__Exercice donné 1__
Mettez dans une liste JSON de chaînes les lignes des enregistrements, une chaîne par ligne et sans les lignes vides, en commençant par la ligne qui contient « red helmet, then » et en allant jusqu'à la fin des enregistrements.

──────── Texte source

Condamner Afriland First Bank aux entiers dépens.
Attendu que TCHOUTEZO Jean Pierre, demandeur à l’opposition a conclu par la plume de son conseil maître TCHAPPI Emile, et que la société défenderesse a répliqué par les soins de maître MBODA SADJO;qu’il y a lieu de statuer contradictoirement.
Attendu qu’au soutien de son opposition le demandeur allègue.
Qu’il est titulaire du compte N 003007995801 18 ouvert dans les livres de Afriland First Bank, agence de Bafoussam.
Que dans ce compte il a eu des facilités bancaires à hauteur de six millions de francs CFA.
Que les reçus en sa possession attestent qu’il a réglé sa dette à hauteur de plus de trois millions de francs.
Qu’il conteste formellement le solde de 6.137 070 francs CFA qui lui sont réclamés.
Que dans tous les cas, la créance de Afriland First Bank est contestée parce que non liquide et ne remplit pas les conditions de l’article 2 de l’Acte Uniforme OHADA N 6 ce d’autant plus que l’intervention d’un expert est nécessaire pour arrêter le montant exact de débit du compte.
Que la seule pièce produite n’est qu’un relevé de compte contesté établi unilatéralement par la banque.
Que l’action est mal dirigée, en ce que l’ordonnance attaquée a été prise contre TCHOUTEZO Jean Pierre, alors qu’elle aurait due être dirigée contre les Ets TCHOUTEZO, personne morale différente de TCHOUTEZO Jean Pierre.
Que la créance ne remplit pas la triple condition exigée par la loi qui exige une créance certaine, liquide et exigible.
Que la créance est fortement contestée, les relevés de compte produits par Afriland First Bank ayant établis unilatéralement, les paiements effectués par les Ets TCHOUTEZO n’ayant pas été pris en compte.
Que la créance en cause ne peut être recouvrée au moyen de la procédure d’injonction de payer.
Attendu que pour faire échec à l’opposition, maître MBODA SADJO pour le compte de Afriland First Bank conclut à l’irrecevabilité.

────────────────
──────── Données de l'exercice

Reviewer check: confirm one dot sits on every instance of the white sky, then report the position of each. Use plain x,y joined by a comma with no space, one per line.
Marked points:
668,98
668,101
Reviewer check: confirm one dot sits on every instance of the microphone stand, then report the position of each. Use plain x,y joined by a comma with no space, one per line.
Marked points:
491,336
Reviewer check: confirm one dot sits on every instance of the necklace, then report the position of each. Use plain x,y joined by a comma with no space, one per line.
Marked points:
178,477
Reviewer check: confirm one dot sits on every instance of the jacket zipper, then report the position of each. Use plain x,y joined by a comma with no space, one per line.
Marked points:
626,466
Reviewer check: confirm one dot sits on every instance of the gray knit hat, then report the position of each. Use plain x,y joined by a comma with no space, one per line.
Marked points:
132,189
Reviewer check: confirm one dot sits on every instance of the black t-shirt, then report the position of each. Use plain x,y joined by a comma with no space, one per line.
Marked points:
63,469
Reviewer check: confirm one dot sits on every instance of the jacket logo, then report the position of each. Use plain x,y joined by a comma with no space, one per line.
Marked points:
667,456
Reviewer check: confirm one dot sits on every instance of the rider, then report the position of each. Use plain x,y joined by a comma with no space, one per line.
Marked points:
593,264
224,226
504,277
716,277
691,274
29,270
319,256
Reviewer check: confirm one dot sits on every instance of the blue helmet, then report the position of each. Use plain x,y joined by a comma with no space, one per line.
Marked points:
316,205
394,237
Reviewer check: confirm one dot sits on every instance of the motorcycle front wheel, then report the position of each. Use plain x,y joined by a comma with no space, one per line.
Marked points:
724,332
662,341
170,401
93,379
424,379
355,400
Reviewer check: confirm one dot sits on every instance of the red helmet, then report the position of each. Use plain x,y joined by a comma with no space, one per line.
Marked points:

────────────────

__Exercice donné 2__
D'après le texte source, dans quelle agence d'Afriland First Bank le compte du demandeur est-il ouvert ?

__Réponse complète 1__
[
  "Reviewer check: confirm one dot sits on every instance of the red helmet, then report the position of each. Use plain x,y joined by a comma with no space, one per line.",
  "Marked points:"
]

__Réponse complète 2__
À l'agence de Bafoussam.